## WHAT YOU HAVE TO DO
In the records below, find the line containing "write each as", then extract that line and all subsequent lines exactly, leaving out everything else.

## INFORMATION SHOWN

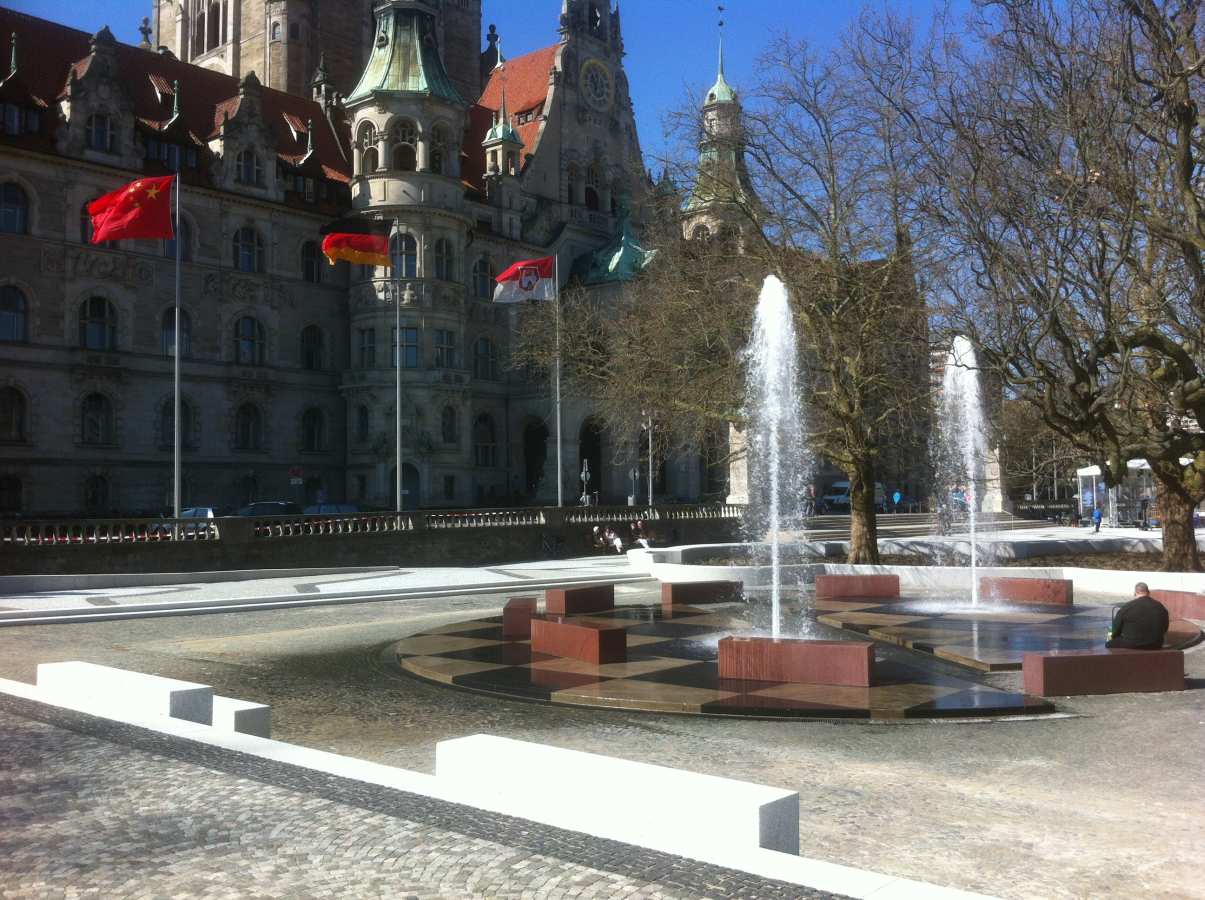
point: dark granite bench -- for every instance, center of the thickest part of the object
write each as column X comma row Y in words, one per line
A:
column 580, row 639
column 574, row 601
column 797, row 660
column 517, row 618
column 876, row 587
column 1054, row 592
column 1104, row 671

## REPLY TO THE TASK
write each as column X comma row Y in words, one per line
A:
column 580, row 639
column 574, row 601
column 797, row 660
column 517, row 618
column 876, row 587
column 1054, row 592
column 1104, row 671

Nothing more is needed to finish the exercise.